**TASK TO CARRY OUT:** Turn each line of the data below into a row of a Markdown table with two columns, "Row" for the line's number and "Line" for its text. Skip any blank lines.

##########

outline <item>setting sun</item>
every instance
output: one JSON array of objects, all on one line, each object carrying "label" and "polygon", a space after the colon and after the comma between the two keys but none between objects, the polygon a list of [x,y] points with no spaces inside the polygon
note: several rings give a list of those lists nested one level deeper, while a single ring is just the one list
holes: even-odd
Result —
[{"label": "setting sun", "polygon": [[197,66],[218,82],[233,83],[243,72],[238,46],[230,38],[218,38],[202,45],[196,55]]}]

##########

**WRITTEN REPLY:**
| Row | Line |
|---|---|
| 1 | outline <item>setting sun</item> |
| 2 | every instance |
| 3 | output: one JSON array of objects, all on one line, each object carrying "label" and "polygon", a space after the colon and after the comma between the two keys but none between objects, the polygon a list of [x,y] points with no spaces inside the polygon |
| 4 | note: several rings give a list of those lists nested one level deeper, while a single ring is just the one list |
| 5 | holes: even-odd |
| 6 | Result — |
| 7 | [{"label": "setting sun", "polygon": [[197,66],[218,82],[233,83],[243,72],[238,46],[230,38],[218,38],[202,45],[196,55]]}] |